▶ TEXT BLOCK:
The 2 of Swords in the RWS deck is the quintessential “horns of a dilemma” card; external inputs have been pinched off and self-reliance (aka “navel-gazing”) is the blindfolded woman’s only recourse to problem-solving insights. The scene is a claustrophobic, defensive one that discourages striking out in a new direction.  Calling this a “decision to be made” card is missing the point; it shows more a “decision withheld” or deferred, an inability or unwillingness to come to grips with the dimensions of a problem and a consequent dodging of the issue. Both reluctance to engage and resignation stand out in the woman’s body language and expression.

The “metaphorical euphemisms” for this card are “The ‘mental block’ card (aka the ‘horns of a dilemma’ card)” A key concept to consider is “Reconciliation after difficulties, but with residual tensions.” (To my mind, “residual tension” is in the ascendancy here.)

The Minor Arcana: Two of Pentacles

Titles:

The Lord of Harmonious Change

Astrological Correspondence:

Jupiter in Capricorn, 1°—10°

Commentary:

Golden Dawn “Liber T” (S.L. Mathers):

“The harmony of change. Alternation of gain and loss, weakness and strength, ever varying occupation, wandering, discontented with any fixed condition of things; now elated, now melancholy, industrious yet unreliable, fortunate through prudence of management, yet sometimes unaccountably foolish. Alternately talkative and suspicious. Kind yet wavering and inconsistent. Fortunate in journeying. Argumentative.”

▶ RECORDED DATA:
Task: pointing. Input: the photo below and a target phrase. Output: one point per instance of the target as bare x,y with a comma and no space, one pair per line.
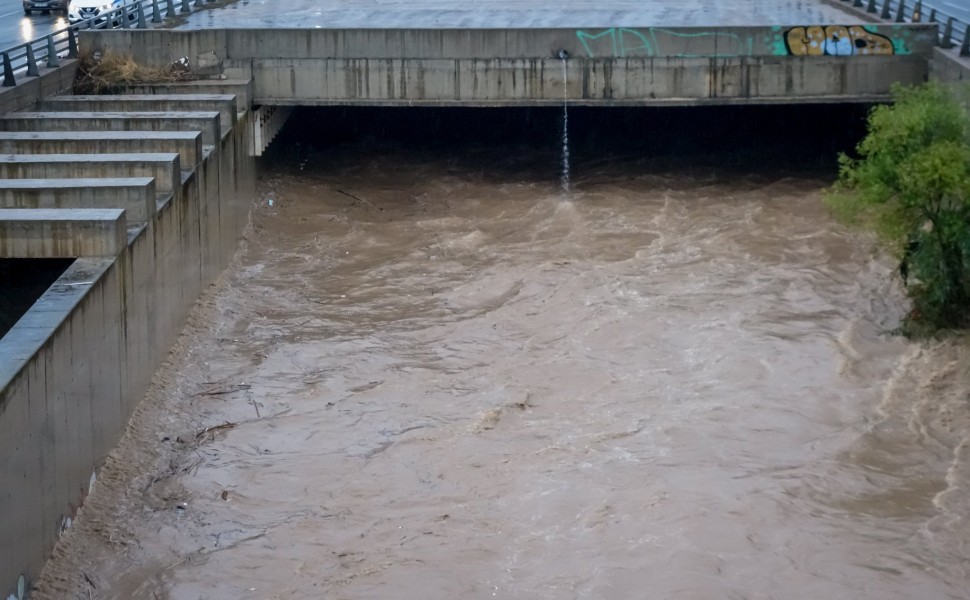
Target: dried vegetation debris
111,72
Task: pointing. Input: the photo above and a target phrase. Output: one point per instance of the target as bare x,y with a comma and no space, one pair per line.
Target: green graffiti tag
618,42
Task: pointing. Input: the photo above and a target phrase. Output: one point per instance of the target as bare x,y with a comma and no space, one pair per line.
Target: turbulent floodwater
426,377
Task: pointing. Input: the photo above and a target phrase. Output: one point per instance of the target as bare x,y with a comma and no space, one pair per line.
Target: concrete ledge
631,81
135,195
224,104
206,122
241,89
31,89
163,167
188,144
56,233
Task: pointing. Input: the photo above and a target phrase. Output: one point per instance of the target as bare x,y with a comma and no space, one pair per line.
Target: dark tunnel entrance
761,137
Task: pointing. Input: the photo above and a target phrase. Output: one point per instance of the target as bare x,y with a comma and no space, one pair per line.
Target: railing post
32,70
947,40
8,79
52,59
72,43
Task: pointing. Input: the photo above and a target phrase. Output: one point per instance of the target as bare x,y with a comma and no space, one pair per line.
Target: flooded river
432,373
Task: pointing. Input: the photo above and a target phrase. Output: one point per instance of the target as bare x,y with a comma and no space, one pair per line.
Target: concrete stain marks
60,233
225,104
206,122
163,167
513,14
134,194
188,144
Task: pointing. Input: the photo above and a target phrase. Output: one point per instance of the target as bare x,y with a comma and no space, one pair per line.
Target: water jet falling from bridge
564,177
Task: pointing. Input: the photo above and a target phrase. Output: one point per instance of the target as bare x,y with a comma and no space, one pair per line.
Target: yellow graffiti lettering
836,40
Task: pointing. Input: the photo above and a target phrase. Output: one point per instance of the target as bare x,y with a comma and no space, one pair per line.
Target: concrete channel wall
151,222
801,63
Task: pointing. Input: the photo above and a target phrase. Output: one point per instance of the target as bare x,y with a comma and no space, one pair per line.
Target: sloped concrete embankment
148,194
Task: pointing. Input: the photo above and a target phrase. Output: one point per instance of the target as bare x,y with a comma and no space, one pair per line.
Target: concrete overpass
150,198
604,65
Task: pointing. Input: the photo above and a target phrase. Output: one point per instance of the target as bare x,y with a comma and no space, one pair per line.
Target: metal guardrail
954,32
26,60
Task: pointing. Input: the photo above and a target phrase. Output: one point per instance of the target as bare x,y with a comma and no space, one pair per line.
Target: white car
79,10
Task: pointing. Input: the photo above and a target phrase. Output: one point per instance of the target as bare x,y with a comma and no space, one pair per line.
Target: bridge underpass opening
763,137
24,280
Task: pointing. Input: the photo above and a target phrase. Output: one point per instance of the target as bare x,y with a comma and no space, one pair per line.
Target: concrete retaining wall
634,66
76,365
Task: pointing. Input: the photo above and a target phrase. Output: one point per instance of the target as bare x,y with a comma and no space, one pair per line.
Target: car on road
43,5
80,10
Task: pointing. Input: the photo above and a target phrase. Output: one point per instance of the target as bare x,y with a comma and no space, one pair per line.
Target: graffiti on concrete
619,42
836,40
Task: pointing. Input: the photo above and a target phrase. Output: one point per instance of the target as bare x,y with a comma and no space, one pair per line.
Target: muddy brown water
422,380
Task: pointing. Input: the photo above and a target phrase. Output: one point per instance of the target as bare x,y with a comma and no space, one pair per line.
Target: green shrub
911,184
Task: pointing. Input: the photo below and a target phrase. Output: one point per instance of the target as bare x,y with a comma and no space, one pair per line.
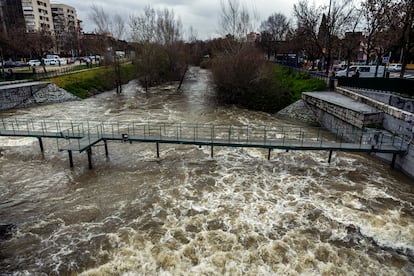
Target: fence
399,85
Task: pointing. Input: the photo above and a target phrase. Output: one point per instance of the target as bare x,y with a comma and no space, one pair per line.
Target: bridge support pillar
106,148
70,158
89,152
41,144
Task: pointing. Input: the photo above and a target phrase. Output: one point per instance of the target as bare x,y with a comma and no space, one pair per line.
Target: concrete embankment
27,94
333,110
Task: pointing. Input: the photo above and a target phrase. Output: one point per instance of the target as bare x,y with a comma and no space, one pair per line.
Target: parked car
365,71
8,64
20,64
34,62
395,67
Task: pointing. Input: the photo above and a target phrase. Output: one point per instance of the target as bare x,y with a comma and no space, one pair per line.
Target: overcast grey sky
202,15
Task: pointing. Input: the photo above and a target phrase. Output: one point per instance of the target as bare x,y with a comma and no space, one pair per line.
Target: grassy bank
86,83
296,82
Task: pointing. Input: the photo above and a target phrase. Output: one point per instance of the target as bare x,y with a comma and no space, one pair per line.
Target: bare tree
404,11
274,31
159,34
143,27
323,24
100,18
235,20
107,23
118,26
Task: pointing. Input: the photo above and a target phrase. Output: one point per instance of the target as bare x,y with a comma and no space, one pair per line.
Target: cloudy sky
202,15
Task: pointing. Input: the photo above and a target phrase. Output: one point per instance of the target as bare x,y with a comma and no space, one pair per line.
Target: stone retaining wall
32,93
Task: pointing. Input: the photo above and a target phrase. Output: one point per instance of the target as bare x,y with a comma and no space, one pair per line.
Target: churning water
189,214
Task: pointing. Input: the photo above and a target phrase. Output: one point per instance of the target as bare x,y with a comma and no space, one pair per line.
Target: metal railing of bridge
81,134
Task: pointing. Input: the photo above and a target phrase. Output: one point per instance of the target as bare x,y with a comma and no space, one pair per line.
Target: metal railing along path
82,135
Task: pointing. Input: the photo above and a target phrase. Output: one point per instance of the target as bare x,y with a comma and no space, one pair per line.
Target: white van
365,71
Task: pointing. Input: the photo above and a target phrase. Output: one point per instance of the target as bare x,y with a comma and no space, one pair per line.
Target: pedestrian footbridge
80,136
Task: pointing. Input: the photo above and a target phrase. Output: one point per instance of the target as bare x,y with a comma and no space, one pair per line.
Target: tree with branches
274,31
324,24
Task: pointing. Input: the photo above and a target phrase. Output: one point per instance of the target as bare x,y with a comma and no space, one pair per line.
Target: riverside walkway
82,136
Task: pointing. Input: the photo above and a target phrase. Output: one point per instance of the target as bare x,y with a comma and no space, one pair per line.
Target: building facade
38,15
11,16
66,28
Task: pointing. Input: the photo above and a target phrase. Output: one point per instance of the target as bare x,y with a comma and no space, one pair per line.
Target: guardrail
87,133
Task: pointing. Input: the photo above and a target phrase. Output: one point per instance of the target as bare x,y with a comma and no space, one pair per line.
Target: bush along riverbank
87,83
243,77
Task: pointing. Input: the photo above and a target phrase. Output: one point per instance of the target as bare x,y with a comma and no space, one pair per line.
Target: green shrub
87,83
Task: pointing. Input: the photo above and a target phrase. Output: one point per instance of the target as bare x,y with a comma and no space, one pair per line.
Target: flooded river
189,214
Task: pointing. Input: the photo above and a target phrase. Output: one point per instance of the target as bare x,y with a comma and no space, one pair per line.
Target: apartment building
64,18
11,16
38,15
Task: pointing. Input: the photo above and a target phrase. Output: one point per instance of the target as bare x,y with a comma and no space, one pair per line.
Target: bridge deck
81,136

▶ WHAT TO DO:
1: In the tarot card text, update the passage starting with "The 2 of Swords" and going on through "language and expression.", replacing "claustrophobic" with "confining".
2: According to the tarot card text, what is the astrological correspondence of the Two of Pentacles?
3: Condense the paragraph of the tarot card text that begins "The 2 of Swords in the RWS deck" into a short list, keeping its main points.
The entries are separate material, apart from the tarot card text.

▶ TASK-BY-TASK RESULTS:
1:
The 2 of Swords in the RWS deck is the quintessential “horns of a dilemma” card; external inputs have been pinched off and self-reliance (aka “navel-gazing”) is the blindfolded woman’s only recourse to problem-solving insights. The scene is a confining, defensive one that discourages striking out in a new direction.  Calling this a “decision to be made” card is missing the point; it shows more a “decision withheld” or deferred, an inability or unwillingness to come to grips with the dimensions of a problem and a consequent dodging of the issue. Both reluctance to engage and resignation stand out in the woman’s body language and expression.

2: Jupiter in Capricorn, 1°—10°.

3:
- The 2 of Swords in the RWS deck is the quintessential "horns of a dilemma" card. Outside inputs are cut off, so the blindfolded woman can turn only to herself ("navel-gazing") for insight.
- The scene is claustrophobic and defensive and discourages striking out in a new direction.
- It is less a "decision to be made" than a decision withheld or deferred. It shows an inability or unwillingness to grasp a problem, and a dodging of the issue.
- Reluctance to engage and resignation stand out in the woman's body language and expression.